WHAT THIS TASK INVOLVES
The answer should be every line below, retyped exactly.

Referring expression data
<<<<
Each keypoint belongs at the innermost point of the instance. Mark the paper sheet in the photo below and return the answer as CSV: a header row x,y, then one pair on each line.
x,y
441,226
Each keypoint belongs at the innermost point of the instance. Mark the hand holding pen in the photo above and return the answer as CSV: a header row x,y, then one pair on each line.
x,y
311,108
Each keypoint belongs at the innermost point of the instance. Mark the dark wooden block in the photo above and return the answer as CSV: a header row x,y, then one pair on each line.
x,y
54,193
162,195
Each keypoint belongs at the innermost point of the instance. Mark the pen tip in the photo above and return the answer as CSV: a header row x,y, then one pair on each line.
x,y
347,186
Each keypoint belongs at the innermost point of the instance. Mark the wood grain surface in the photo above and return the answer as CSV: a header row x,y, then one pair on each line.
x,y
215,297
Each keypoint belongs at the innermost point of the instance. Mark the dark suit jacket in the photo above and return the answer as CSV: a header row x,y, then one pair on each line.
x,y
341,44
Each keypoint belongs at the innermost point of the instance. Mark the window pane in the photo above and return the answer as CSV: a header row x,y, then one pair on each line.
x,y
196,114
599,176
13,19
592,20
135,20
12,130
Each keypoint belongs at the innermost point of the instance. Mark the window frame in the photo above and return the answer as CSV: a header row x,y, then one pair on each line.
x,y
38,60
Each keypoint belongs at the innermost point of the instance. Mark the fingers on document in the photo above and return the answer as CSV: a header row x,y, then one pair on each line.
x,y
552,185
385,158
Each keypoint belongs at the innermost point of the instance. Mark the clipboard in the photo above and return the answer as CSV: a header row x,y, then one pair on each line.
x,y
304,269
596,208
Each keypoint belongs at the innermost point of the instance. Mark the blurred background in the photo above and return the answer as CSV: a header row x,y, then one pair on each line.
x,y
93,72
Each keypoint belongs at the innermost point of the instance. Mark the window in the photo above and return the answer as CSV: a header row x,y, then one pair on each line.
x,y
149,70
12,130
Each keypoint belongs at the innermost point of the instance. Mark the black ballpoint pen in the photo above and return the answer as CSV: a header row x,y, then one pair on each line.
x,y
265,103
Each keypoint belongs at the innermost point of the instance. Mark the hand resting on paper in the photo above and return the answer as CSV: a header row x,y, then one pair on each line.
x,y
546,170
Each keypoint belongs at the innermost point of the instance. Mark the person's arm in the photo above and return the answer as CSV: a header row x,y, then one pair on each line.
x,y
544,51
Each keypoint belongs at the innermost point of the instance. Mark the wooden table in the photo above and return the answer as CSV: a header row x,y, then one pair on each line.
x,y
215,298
>>>>
TASK OUTPUT
Each keypoint belongs at the innermost point of the instance. Mark the paper sheet in the photo below and return the answer as CSV: a header row x,y, then one pair on each line.
x,y
441,226
Each keypoint belongs at the innermost point of the instance. Mark the hand holding pen in the photo above and return the answer as CSV: a header row x,y, then one pair on each line.
x,y
311,108
Each keypoint belongs at the innermost point of the instance. Mark the dark wooden block in the photo above and return the answer as CSV: a header row x,y, then one pair on each line.
x,y
54,193
162,195
Each keypoint belongs at the innermost point of the instance. Mark the pen tip in the photo above and return the answer as CSV: a header row x,y, then one pair on each line.
x,y
347,186
Each keypoint belongs at the innermost point of the instance. Mark the wood grain surface in the photo above and return the answer as CSV: a header row x,y, then one pair on each line.
x,y
215,297
Each keypoint belongs at the innermost point of the instance. Mark the dark suit jacket in the photo above and return the answer as CSV: a header row x,y, then one pair on each line.
x,y
341,44
Each keypoint belongs at the innermost point of the instance. Mark the window pane in the photo above and return the answer as CSV: a header row x,y, then one pair on each line.
x,y
196,114
599,176
13,19
592,20
135,20
12,130
Each keypoint belongs at the innermost point of the instance. Mark the window frame in the photo above and return the answer as CSV: a header row x,y, then one pair on each line.
x,y
38,60
Each keypoint belongs at the innermost point of the instance. Mark the fingers on document in the photo above and return the answer as CSV: a header row x,y, then one pair on each line.
x,y
552,185
385,158
Each keypoint belongs at the innermost point of the instance. Mark the clipboard in the photo above and return the answer as CSV: a header row x,y, then one pair on each line.
x,y
304,269
596,208
Each keypoint belongs at the innermost point of the instance. Mark the blurred background in the photo above and return the answer as CSV: a header row x,y, then one pair on each line.
x,y
93,72
Each keypoint belongs at the innermost point of the instance. Mark the window in the photo above and return the answer as CSV: a header row x,y, then one pair on each line.
x,y
149,70
12,130
Each keypoint belongs at the innermost point of the instance. Mark the black ballpoint pen in the photo above and return the answer as CSV: a header row x,y, then one pair on each line.
x,y
265,103
Each keypoint belongs at the innermost point of the instance. Mark the hand resting on paper in the photo above and return the answer as CSV: a header row x,y, then one pair on each line.
x,y
546,170
Each keypoint belongs at the innermost point of the instance. Mark the person's arm in the photo above and return the answer as CSV: a header row x,y, then one pair on each line.
x,y
544,51
Each keypoint belongs at the innermost point of the instance. Mark the wooden table in the photo above and return the answer as CSV: a header row x,y, then one pair on each line.
x,y
215,298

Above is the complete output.